» 作業内容
1 – 生産的労働についての抜粋のうち、「以下のようなアプローチは、私としても納得できるものです。」で始まり「ことが課題となる(45-6)」まで続く部分を、一字一句違えずに書き写してください。
2 – 生産的労働についての抜粋の最後の文を引き継ぎ、その続きを書いてください。

» 抜粋
☆ ☆ ☆ ☆

以下のようなアプローチは、私としても納得できるものです。

「形態的に資本のもとに包摂されている」ことを要件とする「資本主義的形態規定」とともに、労働が「生産的な消費過程を意味する労働過程」に充用されることを要件とする「本源的規定」によっても生産的労働の範疇が画されている。したがって、現実の様々な賃労働について価値形成的な生産的労働の範囲を画していくためは、「本源的規定」の内容をより明確にしていくこと、すなわち個人的な消費過程や流通過程から「生産的な消費過程」ないし生産過程を明確に画すること、さらに生産過程の成果たる生産物の要件を明らかにすることが課題となる(45-6)

☆ ☆ ☆ ☆

» データセットのエントリ
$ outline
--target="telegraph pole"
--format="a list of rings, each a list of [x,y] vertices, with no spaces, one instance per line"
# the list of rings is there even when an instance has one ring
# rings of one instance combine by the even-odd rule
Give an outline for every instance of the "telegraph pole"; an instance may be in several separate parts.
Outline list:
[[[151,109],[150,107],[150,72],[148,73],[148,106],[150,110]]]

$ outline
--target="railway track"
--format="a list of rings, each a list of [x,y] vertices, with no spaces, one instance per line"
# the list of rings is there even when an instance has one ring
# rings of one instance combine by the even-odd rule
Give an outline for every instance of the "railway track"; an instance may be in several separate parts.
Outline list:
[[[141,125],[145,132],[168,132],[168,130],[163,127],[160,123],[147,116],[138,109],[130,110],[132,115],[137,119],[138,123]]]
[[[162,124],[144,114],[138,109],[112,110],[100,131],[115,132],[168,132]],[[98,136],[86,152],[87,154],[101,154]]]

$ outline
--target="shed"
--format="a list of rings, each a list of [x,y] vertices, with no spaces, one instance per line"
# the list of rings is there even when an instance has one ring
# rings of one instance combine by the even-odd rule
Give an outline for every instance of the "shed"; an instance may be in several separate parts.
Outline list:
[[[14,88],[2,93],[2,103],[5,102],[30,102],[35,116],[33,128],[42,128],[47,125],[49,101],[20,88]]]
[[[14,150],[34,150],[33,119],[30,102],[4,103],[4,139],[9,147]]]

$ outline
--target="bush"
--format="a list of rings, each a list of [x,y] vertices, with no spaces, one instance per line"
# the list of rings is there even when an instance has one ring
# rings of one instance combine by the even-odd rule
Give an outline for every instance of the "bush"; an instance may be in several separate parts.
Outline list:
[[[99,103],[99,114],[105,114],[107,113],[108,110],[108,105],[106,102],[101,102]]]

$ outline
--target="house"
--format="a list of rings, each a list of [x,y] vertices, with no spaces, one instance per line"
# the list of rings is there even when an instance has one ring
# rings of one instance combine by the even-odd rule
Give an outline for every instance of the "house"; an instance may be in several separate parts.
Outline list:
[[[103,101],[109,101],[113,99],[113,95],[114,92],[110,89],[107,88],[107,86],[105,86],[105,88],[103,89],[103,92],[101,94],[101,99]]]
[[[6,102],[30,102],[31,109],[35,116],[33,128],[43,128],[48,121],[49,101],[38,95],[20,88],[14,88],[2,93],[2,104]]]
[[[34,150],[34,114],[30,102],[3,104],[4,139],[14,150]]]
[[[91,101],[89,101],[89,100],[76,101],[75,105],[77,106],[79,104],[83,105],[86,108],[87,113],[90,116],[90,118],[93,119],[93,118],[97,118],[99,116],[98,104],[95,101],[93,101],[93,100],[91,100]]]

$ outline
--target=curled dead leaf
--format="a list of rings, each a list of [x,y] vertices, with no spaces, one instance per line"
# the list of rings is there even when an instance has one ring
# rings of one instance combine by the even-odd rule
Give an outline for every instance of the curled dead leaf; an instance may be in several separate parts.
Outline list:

☆ ☆ ☆ ☆

» 期待される結果
1 –
以下のようなアプローチは、私としても納得できるものです。

「形態的に資本のもとに包摂されている」ことを要件とする「資本主義的形態規定」とともに、労働が「生産的な消費過程を意味する労働過程」に充用されることを要件とする「本源的規定」によっても生産的労働の範疇が画されている。したがって、現実の様々な賃労働について価値形成的な生産的労働の範囲を画していくためは、「本源的規定」の内容をより明確にしていくこと、すなわち個人的な消費過程や流通過程から「生産的な消費過程」ないし生産過程を明確に画すること、さらに生産過程の成果たる生産物の要件を明らかにすることが課題となる(45-6)

2 –
こうしたアプローチにしたがうと、労働の成果を社会的に評価することが困難な「対象化されていない労働」が交換の対象となる「不生産的労働」の場合、(資本の手の下での)労働生産性の向上の対象となりにくいことが示唆されます。その典型的な例は医療や福祉、あるいは教育です。その政策的含意はあきらかでしょう。

生産的労働をめぐる長年の論争では、マルクスのいう「本源的規定」の吟味が徐々に後ろに退いてきた経過があると思われます。それは現実の推移にしたがった、ある意味では当然のことではあったのですが、そうした状況にあって再度この内容を厳密に整理している本書は非常に貴重です。